─── Data entries

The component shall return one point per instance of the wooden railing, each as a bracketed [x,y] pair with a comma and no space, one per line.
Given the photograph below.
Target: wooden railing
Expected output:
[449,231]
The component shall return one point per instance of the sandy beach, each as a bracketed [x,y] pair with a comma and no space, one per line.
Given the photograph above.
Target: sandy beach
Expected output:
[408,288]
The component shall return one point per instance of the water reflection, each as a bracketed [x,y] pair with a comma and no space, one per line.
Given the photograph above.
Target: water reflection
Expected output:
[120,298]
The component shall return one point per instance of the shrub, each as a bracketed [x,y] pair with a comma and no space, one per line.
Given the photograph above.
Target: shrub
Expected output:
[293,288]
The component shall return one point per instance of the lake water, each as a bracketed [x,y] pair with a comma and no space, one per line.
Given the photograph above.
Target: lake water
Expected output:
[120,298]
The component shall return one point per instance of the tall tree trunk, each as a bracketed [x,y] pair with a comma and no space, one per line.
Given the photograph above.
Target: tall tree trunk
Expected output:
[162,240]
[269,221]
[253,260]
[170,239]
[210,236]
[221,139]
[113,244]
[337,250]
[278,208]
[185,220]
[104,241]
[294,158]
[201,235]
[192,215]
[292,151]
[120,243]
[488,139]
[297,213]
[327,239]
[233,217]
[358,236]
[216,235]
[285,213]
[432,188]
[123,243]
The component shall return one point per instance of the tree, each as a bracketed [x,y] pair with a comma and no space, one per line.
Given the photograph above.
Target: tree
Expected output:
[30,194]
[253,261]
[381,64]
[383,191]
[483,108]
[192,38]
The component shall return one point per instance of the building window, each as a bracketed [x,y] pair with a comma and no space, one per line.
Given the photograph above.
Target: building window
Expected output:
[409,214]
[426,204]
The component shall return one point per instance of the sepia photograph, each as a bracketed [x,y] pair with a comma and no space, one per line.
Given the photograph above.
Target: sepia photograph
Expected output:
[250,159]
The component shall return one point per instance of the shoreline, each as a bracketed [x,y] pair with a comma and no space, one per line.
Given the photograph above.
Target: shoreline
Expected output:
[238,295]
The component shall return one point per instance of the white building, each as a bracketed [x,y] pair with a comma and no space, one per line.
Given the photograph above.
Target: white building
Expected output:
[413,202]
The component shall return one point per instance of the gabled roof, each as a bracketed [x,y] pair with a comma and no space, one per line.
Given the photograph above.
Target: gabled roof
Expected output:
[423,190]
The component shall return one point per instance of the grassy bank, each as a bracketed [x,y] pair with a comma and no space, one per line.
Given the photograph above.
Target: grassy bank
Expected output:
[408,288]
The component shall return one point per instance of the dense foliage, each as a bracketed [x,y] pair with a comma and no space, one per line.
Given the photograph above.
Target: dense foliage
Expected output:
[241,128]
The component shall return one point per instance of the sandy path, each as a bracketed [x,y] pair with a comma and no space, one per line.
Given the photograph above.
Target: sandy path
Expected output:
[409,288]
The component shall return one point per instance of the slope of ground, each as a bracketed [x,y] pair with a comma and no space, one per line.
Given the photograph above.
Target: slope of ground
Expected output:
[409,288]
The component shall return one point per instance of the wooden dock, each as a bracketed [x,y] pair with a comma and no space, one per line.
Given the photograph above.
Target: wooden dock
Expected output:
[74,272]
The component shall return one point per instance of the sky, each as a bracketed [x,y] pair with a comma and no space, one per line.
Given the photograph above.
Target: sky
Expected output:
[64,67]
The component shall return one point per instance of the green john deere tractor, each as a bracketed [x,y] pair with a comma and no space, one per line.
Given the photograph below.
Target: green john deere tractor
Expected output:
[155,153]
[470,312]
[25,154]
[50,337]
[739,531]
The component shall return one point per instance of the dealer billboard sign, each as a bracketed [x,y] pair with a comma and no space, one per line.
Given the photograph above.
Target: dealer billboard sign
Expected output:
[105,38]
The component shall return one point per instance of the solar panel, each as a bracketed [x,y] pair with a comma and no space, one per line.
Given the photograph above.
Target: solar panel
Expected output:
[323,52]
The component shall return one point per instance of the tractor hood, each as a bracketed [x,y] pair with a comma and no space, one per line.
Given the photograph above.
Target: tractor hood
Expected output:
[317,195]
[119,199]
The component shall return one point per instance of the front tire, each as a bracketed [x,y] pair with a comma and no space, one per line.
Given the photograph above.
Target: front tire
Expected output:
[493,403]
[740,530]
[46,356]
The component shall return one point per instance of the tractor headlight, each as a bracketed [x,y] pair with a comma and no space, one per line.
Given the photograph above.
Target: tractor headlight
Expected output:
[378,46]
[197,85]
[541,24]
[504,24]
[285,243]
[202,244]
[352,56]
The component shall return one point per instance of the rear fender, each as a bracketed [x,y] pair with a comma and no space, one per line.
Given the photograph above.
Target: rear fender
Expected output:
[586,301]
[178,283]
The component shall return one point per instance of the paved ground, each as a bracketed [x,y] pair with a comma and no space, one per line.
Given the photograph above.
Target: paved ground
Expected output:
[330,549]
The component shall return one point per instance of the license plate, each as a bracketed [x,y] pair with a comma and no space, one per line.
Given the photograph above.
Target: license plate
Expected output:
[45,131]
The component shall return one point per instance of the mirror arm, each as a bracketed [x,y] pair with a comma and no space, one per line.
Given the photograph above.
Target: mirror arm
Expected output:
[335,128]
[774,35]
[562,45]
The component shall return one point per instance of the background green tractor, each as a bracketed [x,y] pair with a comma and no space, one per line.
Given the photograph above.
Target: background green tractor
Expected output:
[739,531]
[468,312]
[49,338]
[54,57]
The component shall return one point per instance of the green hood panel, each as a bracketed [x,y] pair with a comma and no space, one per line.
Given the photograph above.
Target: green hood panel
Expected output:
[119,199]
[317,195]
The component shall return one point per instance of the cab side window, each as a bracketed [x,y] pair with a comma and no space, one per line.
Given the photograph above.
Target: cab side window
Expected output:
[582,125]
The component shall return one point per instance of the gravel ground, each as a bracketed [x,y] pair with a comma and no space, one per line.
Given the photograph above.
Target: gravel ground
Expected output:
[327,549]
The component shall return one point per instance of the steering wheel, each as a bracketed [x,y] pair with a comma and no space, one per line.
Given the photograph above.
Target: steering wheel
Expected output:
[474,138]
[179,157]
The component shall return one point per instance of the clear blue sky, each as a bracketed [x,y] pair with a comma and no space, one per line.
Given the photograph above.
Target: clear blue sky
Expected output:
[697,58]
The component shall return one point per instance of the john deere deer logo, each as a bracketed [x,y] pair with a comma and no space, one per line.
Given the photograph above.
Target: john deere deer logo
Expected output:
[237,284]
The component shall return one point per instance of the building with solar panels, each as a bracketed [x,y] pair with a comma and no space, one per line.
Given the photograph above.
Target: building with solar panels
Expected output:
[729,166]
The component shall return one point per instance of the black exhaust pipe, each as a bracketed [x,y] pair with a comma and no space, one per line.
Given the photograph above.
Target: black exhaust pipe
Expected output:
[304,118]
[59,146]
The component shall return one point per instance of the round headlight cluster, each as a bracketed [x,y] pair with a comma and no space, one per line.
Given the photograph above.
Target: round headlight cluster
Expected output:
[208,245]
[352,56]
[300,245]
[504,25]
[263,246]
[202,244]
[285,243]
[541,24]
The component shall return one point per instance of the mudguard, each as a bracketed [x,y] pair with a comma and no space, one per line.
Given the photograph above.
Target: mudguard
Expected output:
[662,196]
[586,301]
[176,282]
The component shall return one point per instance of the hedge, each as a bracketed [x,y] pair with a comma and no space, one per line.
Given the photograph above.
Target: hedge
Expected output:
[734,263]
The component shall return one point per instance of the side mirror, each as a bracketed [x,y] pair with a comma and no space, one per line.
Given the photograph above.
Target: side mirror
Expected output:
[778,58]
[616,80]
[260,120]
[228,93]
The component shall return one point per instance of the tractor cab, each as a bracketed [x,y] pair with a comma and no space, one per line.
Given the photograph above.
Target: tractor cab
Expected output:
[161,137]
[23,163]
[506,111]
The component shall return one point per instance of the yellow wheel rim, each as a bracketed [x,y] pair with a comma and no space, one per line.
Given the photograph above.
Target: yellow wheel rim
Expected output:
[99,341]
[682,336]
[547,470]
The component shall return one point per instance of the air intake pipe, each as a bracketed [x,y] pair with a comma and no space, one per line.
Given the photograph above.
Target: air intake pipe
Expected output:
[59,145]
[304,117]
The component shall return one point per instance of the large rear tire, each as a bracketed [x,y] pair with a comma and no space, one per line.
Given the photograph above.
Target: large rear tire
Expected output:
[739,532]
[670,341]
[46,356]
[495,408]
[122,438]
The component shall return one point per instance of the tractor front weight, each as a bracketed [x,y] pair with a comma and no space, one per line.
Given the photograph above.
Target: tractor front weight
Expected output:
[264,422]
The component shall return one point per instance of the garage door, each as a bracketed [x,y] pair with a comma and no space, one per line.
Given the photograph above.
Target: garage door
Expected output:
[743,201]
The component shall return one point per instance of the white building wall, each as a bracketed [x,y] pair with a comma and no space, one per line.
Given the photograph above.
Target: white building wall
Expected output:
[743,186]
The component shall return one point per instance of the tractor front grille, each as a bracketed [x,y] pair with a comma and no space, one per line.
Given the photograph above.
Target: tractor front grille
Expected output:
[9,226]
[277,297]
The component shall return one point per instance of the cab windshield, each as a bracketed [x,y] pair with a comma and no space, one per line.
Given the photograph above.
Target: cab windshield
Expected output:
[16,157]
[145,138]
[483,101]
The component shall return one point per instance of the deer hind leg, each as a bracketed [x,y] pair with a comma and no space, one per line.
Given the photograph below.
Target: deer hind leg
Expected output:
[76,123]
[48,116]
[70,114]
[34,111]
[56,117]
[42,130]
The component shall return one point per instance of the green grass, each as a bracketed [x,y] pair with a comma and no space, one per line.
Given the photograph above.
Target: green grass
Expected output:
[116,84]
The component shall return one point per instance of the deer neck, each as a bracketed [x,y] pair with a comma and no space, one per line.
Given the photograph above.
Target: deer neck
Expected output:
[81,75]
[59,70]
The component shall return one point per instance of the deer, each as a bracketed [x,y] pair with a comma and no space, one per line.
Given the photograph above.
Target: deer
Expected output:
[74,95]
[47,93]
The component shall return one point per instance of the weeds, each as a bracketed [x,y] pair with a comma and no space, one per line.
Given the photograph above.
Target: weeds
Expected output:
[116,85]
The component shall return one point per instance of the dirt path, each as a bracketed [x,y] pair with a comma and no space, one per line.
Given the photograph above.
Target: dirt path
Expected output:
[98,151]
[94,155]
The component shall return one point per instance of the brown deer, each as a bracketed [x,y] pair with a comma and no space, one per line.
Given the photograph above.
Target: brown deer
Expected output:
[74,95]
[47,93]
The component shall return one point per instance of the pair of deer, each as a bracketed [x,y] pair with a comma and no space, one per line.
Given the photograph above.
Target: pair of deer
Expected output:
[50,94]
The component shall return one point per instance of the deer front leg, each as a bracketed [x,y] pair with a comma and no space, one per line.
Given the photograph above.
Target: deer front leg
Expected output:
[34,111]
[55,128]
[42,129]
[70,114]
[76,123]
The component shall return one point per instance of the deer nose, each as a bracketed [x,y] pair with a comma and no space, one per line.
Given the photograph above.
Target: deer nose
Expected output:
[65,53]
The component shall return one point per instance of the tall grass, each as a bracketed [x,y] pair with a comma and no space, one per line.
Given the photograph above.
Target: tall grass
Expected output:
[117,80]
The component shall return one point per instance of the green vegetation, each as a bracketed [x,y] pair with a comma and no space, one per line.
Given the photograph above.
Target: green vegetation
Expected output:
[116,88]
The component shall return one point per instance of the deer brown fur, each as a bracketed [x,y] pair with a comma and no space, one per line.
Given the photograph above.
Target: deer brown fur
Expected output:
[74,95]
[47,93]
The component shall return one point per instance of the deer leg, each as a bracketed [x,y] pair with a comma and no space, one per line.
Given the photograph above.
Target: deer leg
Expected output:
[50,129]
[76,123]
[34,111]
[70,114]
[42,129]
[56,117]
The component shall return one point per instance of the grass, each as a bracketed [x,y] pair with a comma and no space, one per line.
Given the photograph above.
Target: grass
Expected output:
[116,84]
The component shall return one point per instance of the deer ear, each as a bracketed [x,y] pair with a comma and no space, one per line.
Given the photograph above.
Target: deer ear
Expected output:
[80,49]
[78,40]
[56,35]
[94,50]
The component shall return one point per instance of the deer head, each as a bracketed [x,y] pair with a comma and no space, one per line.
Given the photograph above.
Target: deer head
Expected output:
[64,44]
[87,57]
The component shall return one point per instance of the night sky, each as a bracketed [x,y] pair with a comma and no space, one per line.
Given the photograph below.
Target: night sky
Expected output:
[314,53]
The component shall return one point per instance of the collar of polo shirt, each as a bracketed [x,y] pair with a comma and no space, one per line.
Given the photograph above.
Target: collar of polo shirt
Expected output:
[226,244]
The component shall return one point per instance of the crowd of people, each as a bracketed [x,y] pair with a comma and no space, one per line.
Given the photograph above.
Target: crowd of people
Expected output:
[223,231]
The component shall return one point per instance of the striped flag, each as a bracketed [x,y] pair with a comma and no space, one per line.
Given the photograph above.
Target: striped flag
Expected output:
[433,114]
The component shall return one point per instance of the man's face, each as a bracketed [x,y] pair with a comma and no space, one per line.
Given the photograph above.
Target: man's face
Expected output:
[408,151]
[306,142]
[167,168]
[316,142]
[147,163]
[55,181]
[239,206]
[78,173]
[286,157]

──────

== Directions for this task ==
Look above for the line that holds "The component shall return one point per instance of the collar", then copy it and each line after it exactly, through the last line of the data.

== The result ==
The component shall return one point per instance of the collar of polo shirt, each as a bracketed [x,y] pair with a comma and no space, one per line.
Given the photograph above.
Target: collar of polo shirt
Expected output:
[226,244]
The component shall return one point per instance of the crowd of people, each as a bracketed [x,y] pair with a comma and no space, one per line.
Given the photograph above.
Target: crowd of people
Expected output:
[223,231]
The component shall return one point per instance of the striped flag, each as a bracketed [x,y] pair with a comma and no space, one per line.
Given the photograph above.
Target: striped flag
Expected output:
[433,114]
The component shall return one point per instance of the man's face, each as a bracketed [x,y] pair with a comma and no space, one per line.
Given the photograph above.
Target: man's face
Expected output:
[408,151]
[306,142]
[167,168]
[316,142]
[147,163]
[55,181]
[239,206]
[78,173]
[286,157]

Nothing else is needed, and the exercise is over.